• Supplied data
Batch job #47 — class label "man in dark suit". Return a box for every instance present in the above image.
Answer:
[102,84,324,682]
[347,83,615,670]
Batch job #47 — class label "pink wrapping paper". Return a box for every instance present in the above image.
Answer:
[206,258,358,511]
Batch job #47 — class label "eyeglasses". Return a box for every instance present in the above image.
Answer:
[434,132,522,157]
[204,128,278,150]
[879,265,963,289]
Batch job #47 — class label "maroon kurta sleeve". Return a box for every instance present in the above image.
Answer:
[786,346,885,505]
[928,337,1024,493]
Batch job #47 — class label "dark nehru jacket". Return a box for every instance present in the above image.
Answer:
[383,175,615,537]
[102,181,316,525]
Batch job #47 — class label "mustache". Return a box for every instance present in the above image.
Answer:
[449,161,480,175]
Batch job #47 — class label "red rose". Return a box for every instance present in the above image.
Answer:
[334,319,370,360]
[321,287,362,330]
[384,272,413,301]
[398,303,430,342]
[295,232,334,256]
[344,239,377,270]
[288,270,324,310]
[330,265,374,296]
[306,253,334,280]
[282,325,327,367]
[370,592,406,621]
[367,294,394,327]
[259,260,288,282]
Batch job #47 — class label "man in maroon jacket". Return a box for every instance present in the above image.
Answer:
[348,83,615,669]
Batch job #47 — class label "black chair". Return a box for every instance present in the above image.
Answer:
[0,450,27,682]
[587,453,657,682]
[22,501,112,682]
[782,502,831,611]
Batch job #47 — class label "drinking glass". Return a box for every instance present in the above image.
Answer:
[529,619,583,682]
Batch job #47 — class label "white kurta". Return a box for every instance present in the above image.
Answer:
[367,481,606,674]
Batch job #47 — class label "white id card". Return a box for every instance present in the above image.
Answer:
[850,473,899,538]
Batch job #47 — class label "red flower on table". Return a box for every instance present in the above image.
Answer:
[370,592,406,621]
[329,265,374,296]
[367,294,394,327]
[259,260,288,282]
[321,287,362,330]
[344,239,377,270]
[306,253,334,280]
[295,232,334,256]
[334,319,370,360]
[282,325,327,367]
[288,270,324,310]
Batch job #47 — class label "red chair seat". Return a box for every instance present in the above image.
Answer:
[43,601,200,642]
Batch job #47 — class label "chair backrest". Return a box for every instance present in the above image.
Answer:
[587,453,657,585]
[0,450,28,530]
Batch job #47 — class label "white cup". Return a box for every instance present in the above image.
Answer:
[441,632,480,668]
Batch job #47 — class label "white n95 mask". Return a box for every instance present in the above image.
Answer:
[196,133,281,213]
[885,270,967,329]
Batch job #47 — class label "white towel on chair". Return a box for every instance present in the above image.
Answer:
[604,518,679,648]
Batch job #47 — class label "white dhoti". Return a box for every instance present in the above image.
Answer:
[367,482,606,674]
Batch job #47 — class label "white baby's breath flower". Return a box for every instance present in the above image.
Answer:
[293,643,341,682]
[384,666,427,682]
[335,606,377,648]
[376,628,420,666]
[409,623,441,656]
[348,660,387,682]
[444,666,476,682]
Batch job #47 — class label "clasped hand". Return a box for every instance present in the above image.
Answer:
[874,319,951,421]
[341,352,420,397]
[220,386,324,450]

• Directions for this task
Update the listing above by replacing every occurrence of "Batch job #47" with "Batch job #52". Leave every other part unchanged.

• Response
Batch job #52 — class label "man in dark suit". Return a box for every instance present in the above image.
Answer:
[102,84,324,682]
[347,83,615,670]
Batch job #52 — class label "pink wrapping paper". Return a box for every instance present in the above image.
Answer:
[206,258,358,511]
Batch job #52 — class label "eyeglasses". Return a box for every instance present in the above image.
Answer:
[434,132,522,157]
[204,128,278,150]
[879,265,963,289]
Batch job #52 — class label "maroon kurta sleeve". Return a box for every instance present in the above image.
Answer:
[786,346,885,505]
[928,337,1024,493]
Batch job #52 — class label "dark nehru jacket". Return a box for every instance present in the above image.
Answer:
[383,175,615,537]
[102,181,316,525]
Batch job #52 — class label "mustache". Return a box for every instance present in the above image.
Answer:
[449,161,480,175]
Batch job #52 — class label "red rose". Return a box for every instance present in the above image.
Answer:
[334,319,370,360]
[321,287,362,330]
[384,272,413,301]
[398,303,430,342]
[295,232,334,256]
[344,239,377,270]
[288,270,324,310]
[330,265,374,296]
[306,253,334,280]
[282,325,327,367]
[370,592,406,621]
[367,294,394,327]
[259,260,288,282]
Batch job #52 — class label "man in maroon jacket". Return a box for every instance present in the above image.
Answer:
[348,83,615,669]
Batch job #52 — class label "black chair". Return a box for every instance present in the above image.
Answer:
[0,450,27,682]
[587,453,657,682]
[22,501,112,682]
[782,502,831,611]
Batch job #52 — class label "drinking glass". Return a box for every instance present in the above image.
Answer:
[529,619,583,682]
Batch job #52 — class label "white kurta". Return a box for every instance present in the above image.
Answer:
[367,481,606,674]
Batch job #52 — class label "white id card". Return a box for every instance present in the above image.
Answer:
[850,473,899,538]
Batch job #52 — class label "red flower on table". Return a box for every instance present in the above image.
Answer:
[370,592,406,621]
[329,265,374,296]
[367,294,394,327]
[259,260,288,282]
[321,287,362,330]
[344,239,377,270]
[306,253,334,280]
[295,232,334,256]
[334,319,370,360]
[282,325,327,367]
[288,270,324,310]
Batch job #52 — class label "red chair seat". Return a box for every instance present in the above image.
Answer:
[43,601,200,642]
Batch job #52 — class label "chair backrest". Return a box for every instance present in the above image.
Answer:
[587,453,657,585]
[0,450,28,530]
Batch job #52 — class label "white cup". Return a box for every instance present in the above image.
Answer:
[441,632,480,668]
Batch job #52 — class label "white n95 mask". Return a box for every instance present in the above image.
Answer:
[196,133,281,213]
[885,270,967,329]
Batch job #52 — class label "white towel on chair". Return a box for every instance present in the above image.
Answer:
[604,518,679,648]
Batch job #52 — class label "white dhoti". Return a box for every instance present in the above image.
Answer:
[367,482,606,674]
Batch job #52 — class label "white baby's breath flower". Return a box for every instance present in the above image.
Answer:
[293,643,341,682]
[384,666,427,682]
[335,606,377,648]
[376,628,420,666]
[409,623,441,656]
[348,660,387,682]
[444,666,476,682]
Batch job #52 — class label "clasped hand". Return a box for every instance present in the above image.
Answer:
[874,319,951,421]
[341,352,420,397]
[220,386,324,450]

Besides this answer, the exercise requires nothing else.